INSTRUCTIONS FOR THE TASK: Could you reproduce the part of the listing that opens with the line containing "the white sea" and closes at the end of the listing, switching "dead twig bush" to "dry shrub" and leaving the pictures out?

DATA FOR THE TASK:

********

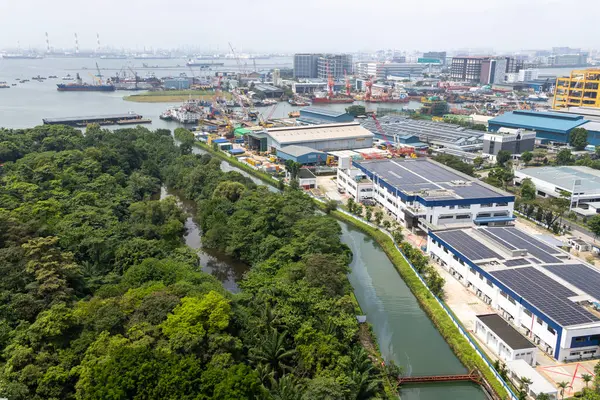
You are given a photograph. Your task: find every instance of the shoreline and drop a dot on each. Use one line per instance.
(459, 345)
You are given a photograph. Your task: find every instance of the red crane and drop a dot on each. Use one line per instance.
(330, 83)
(348, 87)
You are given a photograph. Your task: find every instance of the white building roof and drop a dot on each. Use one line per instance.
(318, 133)
(539, 383)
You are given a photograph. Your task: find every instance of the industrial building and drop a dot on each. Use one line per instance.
(550, 126)
(327, 137)
(583, 184)
(504, 340)
(437, 134)
(301, 154)
(539, 289)
(581, 88)
(321, 115)
(425, 194)
(515, 141)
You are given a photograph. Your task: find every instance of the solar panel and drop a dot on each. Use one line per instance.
(581, 276)
(468, 246)
(521, 241)
(516, 262)
(544, 293)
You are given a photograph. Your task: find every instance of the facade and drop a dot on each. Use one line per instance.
(338, 64)
(504, 340)
(326, 137)
(424, 194)
(550, 126)
(581, 88)
(305, 65)
(515, 142)
(321, 115)
(302, 155)
(538, 289)
(582, 183)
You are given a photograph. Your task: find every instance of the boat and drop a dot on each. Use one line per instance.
(79, 86)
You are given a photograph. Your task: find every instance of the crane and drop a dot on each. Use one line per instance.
(348, 93)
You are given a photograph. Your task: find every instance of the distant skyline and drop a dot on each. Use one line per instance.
(306, 26)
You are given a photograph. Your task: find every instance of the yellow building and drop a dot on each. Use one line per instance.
(581, 89)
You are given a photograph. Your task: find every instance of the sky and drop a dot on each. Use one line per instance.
(302, 26)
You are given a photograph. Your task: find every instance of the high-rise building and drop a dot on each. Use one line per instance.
(337, 64)
(440, 55)
(581, 88)
(305, 65)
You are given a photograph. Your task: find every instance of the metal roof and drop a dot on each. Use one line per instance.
(430, 180)
(565, 176)
(328, 112)
(317, 133)
(539, 121)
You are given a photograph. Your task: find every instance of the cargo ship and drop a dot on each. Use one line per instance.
(79, 86)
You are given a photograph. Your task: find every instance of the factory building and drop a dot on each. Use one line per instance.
(327, 137)
(583, 184)
(303, 155)
(581, 88)
(551, 126)
(537, 288)
(436, 134)
(424, 194)
(515, 141)
(322, 115)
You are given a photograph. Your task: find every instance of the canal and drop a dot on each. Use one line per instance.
(404, 332)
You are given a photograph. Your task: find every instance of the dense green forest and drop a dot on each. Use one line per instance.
(101, 299)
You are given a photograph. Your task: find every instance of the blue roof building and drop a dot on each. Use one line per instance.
(547, 125)
(320, 115)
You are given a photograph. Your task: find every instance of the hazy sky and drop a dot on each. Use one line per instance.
(303, 25)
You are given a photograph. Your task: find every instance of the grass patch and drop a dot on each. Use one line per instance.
(459, 345)
(237, 163)
(169, 96)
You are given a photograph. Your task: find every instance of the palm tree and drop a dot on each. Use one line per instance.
(563, 385)
(587, 378)
(273, 353)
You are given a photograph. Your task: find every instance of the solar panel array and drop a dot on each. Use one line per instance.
(545, 294)
(520, 240)
(581, 276)
(468, 246)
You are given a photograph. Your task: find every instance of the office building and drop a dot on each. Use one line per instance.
(338, 66)
(581, 183)
(424, 194)
(515, 141)
(305, 65)
(581, 88)
(538, 288)
(437, 55)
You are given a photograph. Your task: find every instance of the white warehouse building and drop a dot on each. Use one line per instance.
(544, 294)
(425, 194)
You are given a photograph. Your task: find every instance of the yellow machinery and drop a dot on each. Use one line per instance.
(580, 89)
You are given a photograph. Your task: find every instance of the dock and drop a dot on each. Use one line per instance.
(110, 119)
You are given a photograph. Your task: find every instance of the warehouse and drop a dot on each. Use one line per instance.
(303, 155)
(539, 289)
(551, 126)
(319, 115)
(437, 134)
(582, 183)
(425, 194)
(327, 137)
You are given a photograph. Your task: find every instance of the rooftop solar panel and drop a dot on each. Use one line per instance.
(468, 246)
(545, 294)
(581, 276)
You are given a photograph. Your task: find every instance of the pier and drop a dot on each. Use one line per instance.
(110, 119)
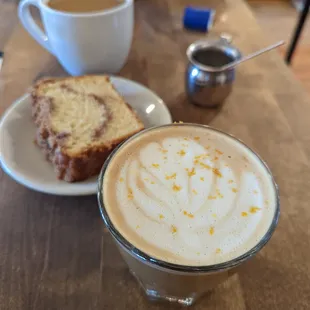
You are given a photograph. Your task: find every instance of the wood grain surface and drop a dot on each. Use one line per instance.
(55, 252)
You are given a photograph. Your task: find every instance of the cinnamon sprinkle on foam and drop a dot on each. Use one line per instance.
(176, 188)
(130, 194)
(211, 230)
(254, 209)
(191, 173)
(170, 177)
(181, 152)
(173, 229)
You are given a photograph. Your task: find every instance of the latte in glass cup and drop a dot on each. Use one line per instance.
(186, 204)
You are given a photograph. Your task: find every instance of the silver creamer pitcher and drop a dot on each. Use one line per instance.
(207, 84)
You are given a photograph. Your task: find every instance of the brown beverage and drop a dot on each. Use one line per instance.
(83, 6)
(186, 204)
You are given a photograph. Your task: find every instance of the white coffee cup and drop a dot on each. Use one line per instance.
(93, 42)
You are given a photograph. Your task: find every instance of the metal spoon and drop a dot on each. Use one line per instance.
(250, 56)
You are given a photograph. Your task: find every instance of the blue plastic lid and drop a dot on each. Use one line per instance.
(198, 19)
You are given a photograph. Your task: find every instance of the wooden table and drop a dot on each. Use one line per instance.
(54, 251)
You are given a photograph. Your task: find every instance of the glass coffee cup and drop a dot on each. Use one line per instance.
(174, 282)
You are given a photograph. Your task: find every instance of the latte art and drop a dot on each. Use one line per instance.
(193, 197)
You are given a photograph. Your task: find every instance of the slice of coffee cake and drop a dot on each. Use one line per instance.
(80, 120)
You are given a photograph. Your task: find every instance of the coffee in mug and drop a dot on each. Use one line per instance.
(186, 204)
(82, 6)
(86, 37)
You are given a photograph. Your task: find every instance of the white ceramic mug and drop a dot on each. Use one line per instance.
(93, 42)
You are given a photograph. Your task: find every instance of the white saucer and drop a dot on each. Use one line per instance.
(23, 161)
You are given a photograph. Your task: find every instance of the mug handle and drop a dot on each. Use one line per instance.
(30, 24)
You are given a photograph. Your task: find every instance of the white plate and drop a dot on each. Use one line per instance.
(23, 161)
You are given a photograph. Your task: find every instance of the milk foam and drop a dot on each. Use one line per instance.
(189, 195)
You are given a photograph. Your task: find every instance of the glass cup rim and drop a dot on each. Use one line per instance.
(177, 267)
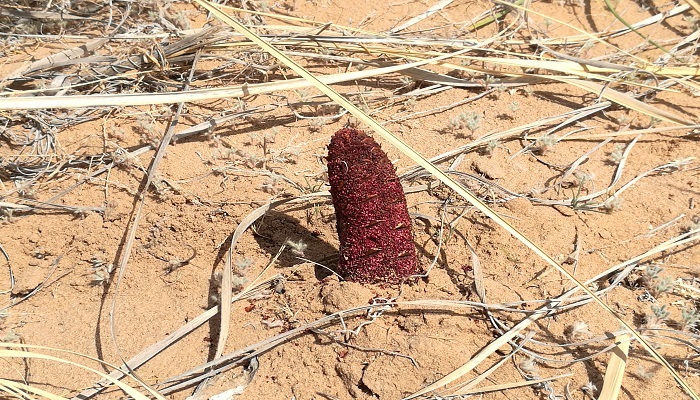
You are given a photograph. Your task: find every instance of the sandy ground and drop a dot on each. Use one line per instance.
(207, 185)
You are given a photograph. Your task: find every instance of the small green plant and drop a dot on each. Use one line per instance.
(615, 157)
(658, 316)
(491, 146)
(612, 204)
(689, 318)
(663, 285)
(544, 143)
(101, 271)
(316, 124)
(660, 311)
(297, 248)
(577, 331)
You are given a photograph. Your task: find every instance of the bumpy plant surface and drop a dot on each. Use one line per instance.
(374, 228)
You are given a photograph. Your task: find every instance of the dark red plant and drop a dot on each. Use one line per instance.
(374, 228)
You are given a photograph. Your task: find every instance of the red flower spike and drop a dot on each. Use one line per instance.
(376, 241)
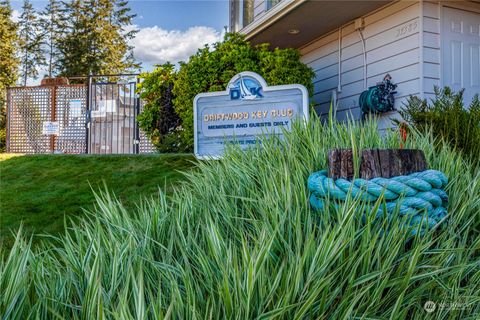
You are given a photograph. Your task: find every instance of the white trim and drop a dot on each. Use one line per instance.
(270, 17)
(265, 88)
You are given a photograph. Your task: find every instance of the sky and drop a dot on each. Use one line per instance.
(169, 30)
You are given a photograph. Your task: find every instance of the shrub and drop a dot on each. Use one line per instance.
(239, 241)
(158, 119)
(448, 119)
(212, 69)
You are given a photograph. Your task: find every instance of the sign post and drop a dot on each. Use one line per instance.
(248, 109)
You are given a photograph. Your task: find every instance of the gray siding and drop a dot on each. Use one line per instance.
(392, 44)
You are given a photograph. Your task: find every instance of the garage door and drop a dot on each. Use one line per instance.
(461, 51)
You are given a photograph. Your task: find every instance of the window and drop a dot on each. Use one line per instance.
(243, 11)
(272, 3)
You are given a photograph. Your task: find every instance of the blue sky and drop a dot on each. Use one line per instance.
(169, 30)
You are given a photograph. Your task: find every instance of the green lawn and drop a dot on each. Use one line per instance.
(39, 191)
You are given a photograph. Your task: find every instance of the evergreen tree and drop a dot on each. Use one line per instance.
(97, 38)
(30, 43)
(8, 61)
(52, 28)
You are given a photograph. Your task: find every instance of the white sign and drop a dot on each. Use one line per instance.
(248, 109)
(107, 106)
(75, 106)
(51, 127)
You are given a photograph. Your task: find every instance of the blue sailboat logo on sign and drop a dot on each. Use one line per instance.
(245, 88)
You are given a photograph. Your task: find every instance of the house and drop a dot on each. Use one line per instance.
(352, 45)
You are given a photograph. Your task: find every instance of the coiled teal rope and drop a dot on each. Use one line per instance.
(414, 194)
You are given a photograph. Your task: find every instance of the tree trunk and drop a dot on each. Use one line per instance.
(374, 163)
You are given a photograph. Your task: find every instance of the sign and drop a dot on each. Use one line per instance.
(104, 106)
(248, 109)
(75, 107)
(51, 127)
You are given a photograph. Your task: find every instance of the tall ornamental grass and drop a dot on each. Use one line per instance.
(238, 240)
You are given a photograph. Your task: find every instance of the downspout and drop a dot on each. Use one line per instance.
(360, 26)
(339, 87)
(364, 59)
(421, 53)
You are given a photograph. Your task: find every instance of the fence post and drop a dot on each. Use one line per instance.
(87, 114)
(137, 111)
(53, 114)
(7, 113)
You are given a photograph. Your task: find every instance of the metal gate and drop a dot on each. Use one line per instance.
(97, 118)
(30, 108)
(113, 107)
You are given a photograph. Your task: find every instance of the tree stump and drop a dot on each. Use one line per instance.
(374, 163)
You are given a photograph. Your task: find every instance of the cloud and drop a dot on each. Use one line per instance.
(15, 15)
(154, 45)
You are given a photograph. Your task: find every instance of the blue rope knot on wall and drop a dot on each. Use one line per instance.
(414, 194)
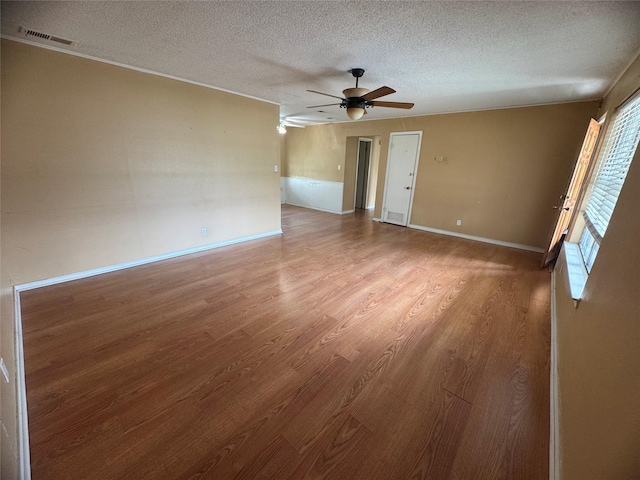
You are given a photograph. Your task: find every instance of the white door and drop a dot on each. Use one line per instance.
(402, 163)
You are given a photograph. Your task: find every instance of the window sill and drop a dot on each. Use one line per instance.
(576, 271)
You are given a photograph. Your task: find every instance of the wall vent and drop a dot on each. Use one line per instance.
(30, 33)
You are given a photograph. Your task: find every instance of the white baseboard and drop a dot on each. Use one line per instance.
(478, 239)
(135, 263)
(24, 463)
(554, 399)
(24, 455)
(315, 208)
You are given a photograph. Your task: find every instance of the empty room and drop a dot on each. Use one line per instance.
(320, 239)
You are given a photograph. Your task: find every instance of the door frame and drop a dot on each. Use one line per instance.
(366, 186)
(415, 173)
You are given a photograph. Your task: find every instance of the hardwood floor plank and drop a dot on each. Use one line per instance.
(344, 349)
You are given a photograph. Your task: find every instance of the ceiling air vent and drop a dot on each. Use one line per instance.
(29, 33)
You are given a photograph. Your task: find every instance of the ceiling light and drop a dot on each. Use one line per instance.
(355, 113)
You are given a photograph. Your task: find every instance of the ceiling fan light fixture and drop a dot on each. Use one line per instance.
(355, 113)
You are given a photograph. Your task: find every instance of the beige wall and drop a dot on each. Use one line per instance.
(599, 342)
(103, 165)
(503, 169)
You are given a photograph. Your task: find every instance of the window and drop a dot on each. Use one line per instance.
(615, 157)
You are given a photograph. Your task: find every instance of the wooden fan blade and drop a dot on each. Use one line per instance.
(393, 105)
(325, 105)
(320, 93)
(378, 92)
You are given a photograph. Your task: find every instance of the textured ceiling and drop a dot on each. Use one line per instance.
(443, 56)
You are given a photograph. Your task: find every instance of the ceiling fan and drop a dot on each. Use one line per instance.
(356, 100)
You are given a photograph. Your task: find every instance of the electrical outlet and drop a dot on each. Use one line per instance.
(5, 372)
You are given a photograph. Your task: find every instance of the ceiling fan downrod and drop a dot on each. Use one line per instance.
(357, 73)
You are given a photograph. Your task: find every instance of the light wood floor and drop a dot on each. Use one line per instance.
(343, 349)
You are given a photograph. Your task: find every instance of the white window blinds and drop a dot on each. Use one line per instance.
(619, 147)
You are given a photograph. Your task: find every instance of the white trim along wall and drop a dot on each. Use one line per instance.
(21, 390)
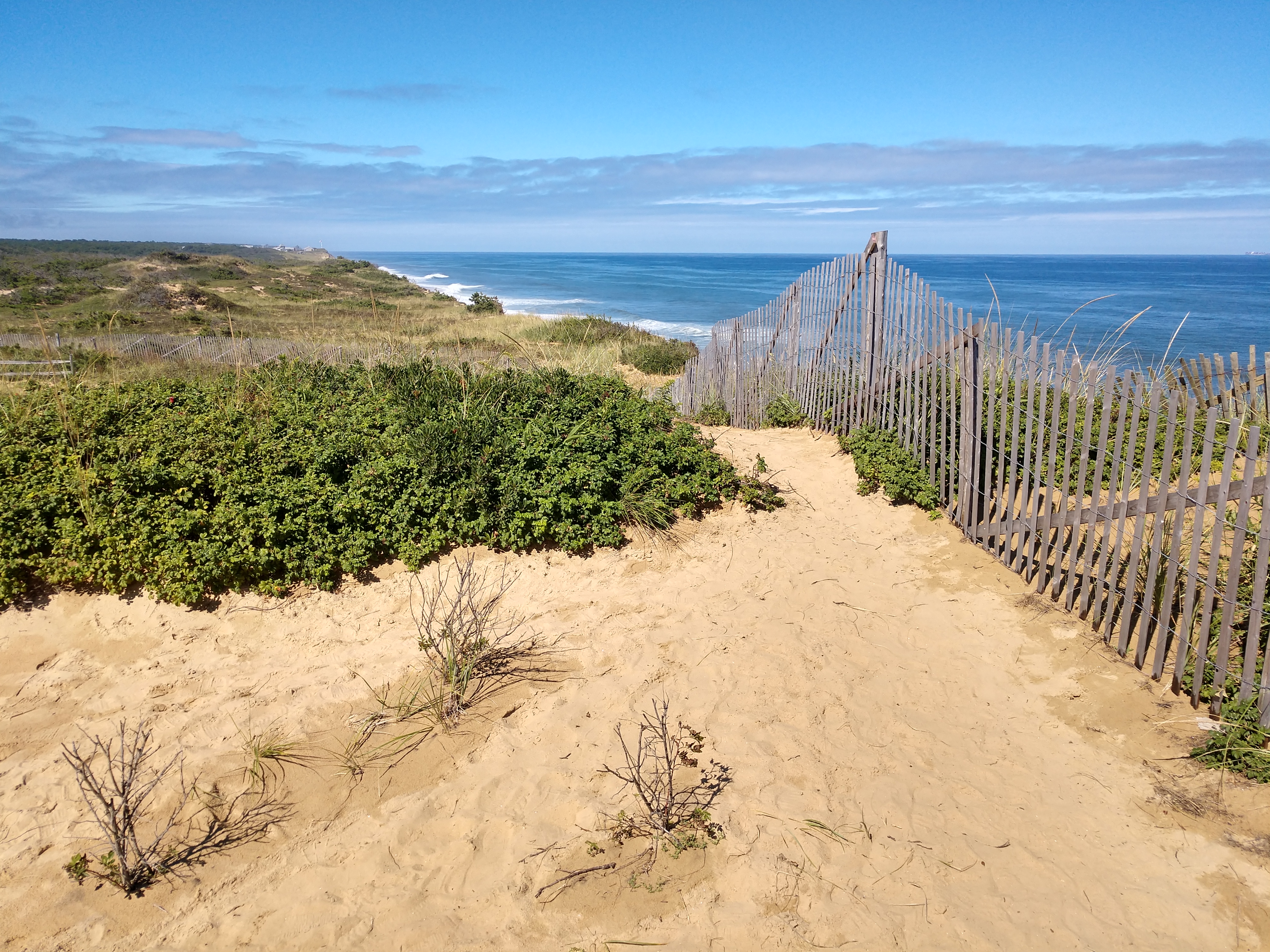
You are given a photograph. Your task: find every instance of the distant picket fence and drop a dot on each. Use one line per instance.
(1133, 497)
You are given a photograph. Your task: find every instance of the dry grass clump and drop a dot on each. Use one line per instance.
(472, 647)
(269, 755)
(674, 794)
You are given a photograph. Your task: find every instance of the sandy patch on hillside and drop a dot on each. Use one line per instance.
(995, 775)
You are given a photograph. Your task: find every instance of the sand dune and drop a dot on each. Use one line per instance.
(996, 779)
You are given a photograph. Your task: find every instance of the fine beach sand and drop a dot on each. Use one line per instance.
(999, 779)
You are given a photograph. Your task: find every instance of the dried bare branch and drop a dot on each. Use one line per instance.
(674, 812)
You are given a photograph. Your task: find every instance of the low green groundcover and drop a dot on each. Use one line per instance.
(883, 463)
(302, 473)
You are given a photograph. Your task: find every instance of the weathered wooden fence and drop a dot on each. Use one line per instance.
(1136, 498)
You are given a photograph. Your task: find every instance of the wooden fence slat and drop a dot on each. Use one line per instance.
(1140, 526)
(1220, 522)
(1158, 536)
(1034, 413)
(1056, 535)
(1130, 395)
(1184, 629)
(1230, 596)
(1168, 618)
(1092, 390)
(1257, 607)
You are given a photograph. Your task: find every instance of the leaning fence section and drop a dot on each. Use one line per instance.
(1133, 498)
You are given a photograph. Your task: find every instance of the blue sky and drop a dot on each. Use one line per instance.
(645, 128)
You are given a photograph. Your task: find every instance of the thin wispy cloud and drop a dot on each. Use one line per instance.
(728, 190)
(271, 92)
(404, 93)
(181, 139)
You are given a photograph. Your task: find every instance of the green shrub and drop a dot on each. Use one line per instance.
(883, 463)
(485, 304)
(784, 412)
(660, 356)
(1240, 746)
(714, 414)
(297, 474)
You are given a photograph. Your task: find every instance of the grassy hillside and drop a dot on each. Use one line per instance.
(98, 288)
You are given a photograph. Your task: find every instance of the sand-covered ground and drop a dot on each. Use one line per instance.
(995, 777)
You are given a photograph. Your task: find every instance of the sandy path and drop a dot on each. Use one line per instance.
(987, 766)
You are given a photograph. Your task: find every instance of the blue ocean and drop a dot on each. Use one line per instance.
(1213, 304)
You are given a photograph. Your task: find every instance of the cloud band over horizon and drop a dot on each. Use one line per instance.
(1163, 197)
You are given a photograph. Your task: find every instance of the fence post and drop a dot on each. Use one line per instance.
(971, 491)
(877, 309)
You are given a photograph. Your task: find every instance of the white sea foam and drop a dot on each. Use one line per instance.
(540, 301)
(672, 331)
(455, 290)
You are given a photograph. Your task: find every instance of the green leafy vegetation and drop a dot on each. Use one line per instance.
(784, 412)
(298, 474)
(883, 464)
(664, 357)
(1240, 746)
(485, 304)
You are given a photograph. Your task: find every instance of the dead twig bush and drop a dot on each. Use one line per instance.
(119, 785)
(473, 648)
(674, 793)
(123, 786)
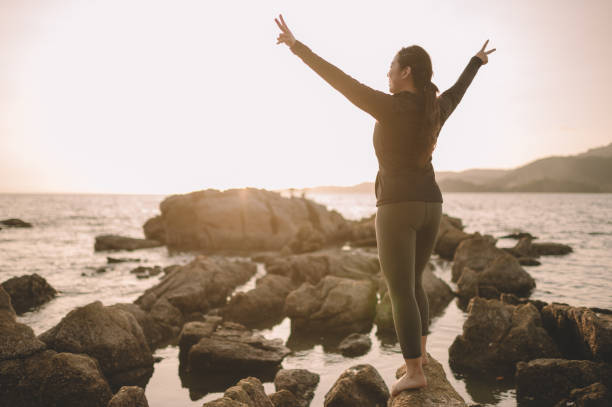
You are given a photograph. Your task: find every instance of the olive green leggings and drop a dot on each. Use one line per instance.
(406, 234)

********

SOLUTION FOR THIS PROBLEM:
You are given a photograph. Your task: find every instance of the white sea foam and drop a dot on each. Use one line per instance.
(540, 301)
(672, 331)
(455, 290)
You are given a photograph. Your task: find every instance of the green leafy vegetation and drop a dot on each. Use one line per instance.
(784, 412)
(298, 474)
(883, 464)
(664, 357)
(1240, 746)
(485, 304)
You are given a photograph. Your task: find every instance of the dry shrub and drop a dot on each. Use one line per instance.
(119, 785)
(473, 648)
(674, 793)
(123, 786)
You are given a photograph. Your task: find every instance of the olive green leggings and drop a dot on each. Use one line per instance.
(406, 234)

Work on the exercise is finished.